# start of DATA ENTRIES
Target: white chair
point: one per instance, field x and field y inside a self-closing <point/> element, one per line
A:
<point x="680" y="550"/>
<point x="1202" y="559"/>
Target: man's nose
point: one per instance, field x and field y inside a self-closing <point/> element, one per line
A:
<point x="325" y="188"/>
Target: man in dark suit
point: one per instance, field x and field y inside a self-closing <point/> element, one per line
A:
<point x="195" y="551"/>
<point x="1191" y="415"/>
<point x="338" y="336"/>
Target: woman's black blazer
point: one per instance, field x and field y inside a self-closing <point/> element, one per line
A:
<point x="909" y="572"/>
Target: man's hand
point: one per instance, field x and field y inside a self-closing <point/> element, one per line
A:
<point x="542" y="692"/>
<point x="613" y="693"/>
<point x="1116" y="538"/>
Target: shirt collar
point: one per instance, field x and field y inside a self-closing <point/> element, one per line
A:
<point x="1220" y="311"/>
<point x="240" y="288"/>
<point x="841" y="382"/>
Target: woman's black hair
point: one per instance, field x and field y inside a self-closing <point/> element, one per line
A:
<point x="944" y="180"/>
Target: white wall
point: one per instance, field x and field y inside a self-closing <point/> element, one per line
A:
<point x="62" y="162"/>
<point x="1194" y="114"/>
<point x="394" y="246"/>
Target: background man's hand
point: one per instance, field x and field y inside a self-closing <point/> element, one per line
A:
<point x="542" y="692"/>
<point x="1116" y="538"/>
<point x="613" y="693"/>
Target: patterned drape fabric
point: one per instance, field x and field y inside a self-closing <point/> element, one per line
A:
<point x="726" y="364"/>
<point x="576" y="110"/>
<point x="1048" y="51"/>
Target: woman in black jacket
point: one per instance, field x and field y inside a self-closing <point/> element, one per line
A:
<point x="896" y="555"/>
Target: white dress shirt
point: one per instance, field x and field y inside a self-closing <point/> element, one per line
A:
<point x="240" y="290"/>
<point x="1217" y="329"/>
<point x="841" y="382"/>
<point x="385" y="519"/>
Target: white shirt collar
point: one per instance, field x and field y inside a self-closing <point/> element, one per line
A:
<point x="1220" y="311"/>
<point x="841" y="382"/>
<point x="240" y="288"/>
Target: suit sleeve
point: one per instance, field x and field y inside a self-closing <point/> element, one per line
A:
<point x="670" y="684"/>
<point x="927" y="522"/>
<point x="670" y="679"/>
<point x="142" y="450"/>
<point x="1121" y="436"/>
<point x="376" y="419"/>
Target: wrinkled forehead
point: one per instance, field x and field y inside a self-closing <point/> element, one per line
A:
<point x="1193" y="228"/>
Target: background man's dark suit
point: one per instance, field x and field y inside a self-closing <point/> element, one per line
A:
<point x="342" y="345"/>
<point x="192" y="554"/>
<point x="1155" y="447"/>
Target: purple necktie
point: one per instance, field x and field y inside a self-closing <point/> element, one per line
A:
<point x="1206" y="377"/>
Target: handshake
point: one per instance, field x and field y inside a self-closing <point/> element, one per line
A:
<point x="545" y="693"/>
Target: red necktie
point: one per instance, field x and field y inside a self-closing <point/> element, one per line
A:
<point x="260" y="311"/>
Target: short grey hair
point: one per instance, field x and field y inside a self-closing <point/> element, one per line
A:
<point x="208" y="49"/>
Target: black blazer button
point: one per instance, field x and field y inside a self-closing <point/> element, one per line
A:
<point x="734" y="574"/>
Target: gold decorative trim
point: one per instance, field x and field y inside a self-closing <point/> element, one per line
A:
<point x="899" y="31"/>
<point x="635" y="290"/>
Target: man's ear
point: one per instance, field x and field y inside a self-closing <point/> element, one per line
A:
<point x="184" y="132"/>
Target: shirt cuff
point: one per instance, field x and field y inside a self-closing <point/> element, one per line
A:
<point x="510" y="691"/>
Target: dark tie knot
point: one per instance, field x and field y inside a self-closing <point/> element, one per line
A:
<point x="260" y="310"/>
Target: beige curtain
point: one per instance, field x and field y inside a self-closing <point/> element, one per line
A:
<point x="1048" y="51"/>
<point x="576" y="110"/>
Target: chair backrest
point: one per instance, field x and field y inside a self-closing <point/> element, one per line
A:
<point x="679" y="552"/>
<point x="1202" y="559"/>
# end of DATA ENTRIES
**GIVEN INSTRUCTION:**
Return the lines from the line containing "Target: shirt cuff" to the end of the entries above, exactly as they appear and with no other output.

**RESULT OF THIS EXERCISE:**
Target: shirt cuff
point: one per instance, field x and field y inside a self-closing <point/> element, one per line
A:
<point x="510" y="691"/>
Target: dark tie knot
point: one per instance, field x and field y inside a self-closing <point/> element, one per line
A:
<point x="260" y="310"/>
Target: beige curtain
point: one per instance, field x and field y inside a self-closing <point/> element, one per line
A:
<point x="1048" y="51"/>
<point x="576" y="110"/>
Target: chair backrest
point: one per instance, field x and field y inside a self-closing <point/> element, one per line
A:
<point x="679" y="552"/>
<point x="1202" y="559"/>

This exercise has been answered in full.